• **REQUIRED TASK**: Copy out every one of the entries below word for word, keeping each line as it stands.

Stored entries
* * * * *
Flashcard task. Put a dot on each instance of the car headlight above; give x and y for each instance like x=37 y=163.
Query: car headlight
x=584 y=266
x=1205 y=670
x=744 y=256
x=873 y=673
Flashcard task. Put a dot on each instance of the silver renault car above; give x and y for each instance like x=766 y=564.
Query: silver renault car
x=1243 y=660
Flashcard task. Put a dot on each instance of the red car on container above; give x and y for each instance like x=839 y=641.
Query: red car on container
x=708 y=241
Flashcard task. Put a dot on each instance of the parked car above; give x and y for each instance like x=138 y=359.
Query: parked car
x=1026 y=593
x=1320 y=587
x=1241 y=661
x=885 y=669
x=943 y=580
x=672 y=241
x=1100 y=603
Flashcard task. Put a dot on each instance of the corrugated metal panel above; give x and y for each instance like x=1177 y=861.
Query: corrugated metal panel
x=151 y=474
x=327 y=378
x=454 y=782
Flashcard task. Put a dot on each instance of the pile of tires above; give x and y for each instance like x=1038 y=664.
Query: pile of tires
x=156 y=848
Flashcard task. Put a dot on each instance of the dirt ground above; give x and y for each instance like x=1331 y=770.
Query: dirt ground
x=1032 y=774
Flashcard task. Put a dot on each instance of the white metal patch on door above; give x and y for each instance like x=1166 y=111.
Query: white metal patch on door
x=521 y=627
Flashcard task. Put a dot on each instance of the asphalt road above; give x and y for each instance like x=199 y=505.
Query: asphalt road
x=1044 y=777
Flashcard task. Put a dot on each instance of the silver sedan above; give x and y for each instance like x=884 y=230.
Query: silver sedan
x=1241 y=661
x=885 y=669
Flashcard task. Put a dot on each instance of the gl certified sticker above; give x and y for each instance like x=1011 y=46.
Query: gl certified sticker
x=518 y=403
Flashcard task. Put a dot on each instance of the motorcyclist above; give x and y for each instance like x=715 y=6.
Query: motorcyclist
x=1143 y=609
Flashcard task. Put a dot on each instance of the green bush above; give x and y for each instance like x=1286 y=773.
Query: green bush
* * * * *
• **FINAL RESULT**:
Flashcard task. Put a dot on each instance of the car headlight above; give x and y for each instance like x=37 y=163.
Query: car headlight
x=584 y=266
x=1205 y=670
x=744 y=256
x=873 y=673
Flashcard task. Put a dot on each instance of the silver renault car above; give x and y for each instance like x=766 y=564.
Query: silver renault car
x=1243 y=660
Flashcard task. Put a dot on each instance of the red car on container above; give x and y for each instance like x=839 y=641.
Query: red car on container
x=708 y=241
Flashcard task. Put a dot on each instance of the parked car above; give x and y for each instance like x=138 y=359.
Query: parked car
x=1026 y=593
x=1320 y=587
x=1241 y=661
x=885 y=669
x=943 y=580
x=672 y=241
x=1100 y=603
Flashcard task. Put a dot on each instance of the corrugated metal panel above; give x and y for each instance like x=1177 y=861.
Query: corrugated metal panel
x=151 y=474
x=327 y=378
x=454 y=782
Flashcard task. Put a dot on each instance of the pile of tires above; give x and y for each instance like x=1038 y=664.
Query: pile of tires
x=156 y=848
Flashcard task. Put a dot on each instance of the dirt ground above; give x and y for each instance like x=1331 y=770.
Query: dirt ground
x=1032 y=774
Flashcard task. Put a dot on each instance of the white metal patch on door above; give x and y for each instance like x=1166 y=111.
Query: white metal patch on door
x=521 y=627
Flashcard task. Put a dot on each instance of the asphalt road above; give x and y for each instance like x=199 y=505.
Query: asphalt road
x=1044 y=777
Flashcard task. Put a dot on each instance of the silver sedan above; give x and y for each instance like x=884 y=230.
Query: silver sedan
x=1241 y=661
x=885 y=669
Flashcard task. Put a dot on each instance of the gl certified sticker above; give x and y for each instance like x=1011 y=46.
Query: gl certified sticker
x=518 y=403
Flashcard task. Put a dot on each instance of the motorcyclist above; give x and y for each instance like x=715 y=6.
Query: motorcyclist
x=1143 y=609
Flashcard task. Put a dot on each instance of the green bush above; give x and y for each instance like x=1286 y=773.
Query: green bush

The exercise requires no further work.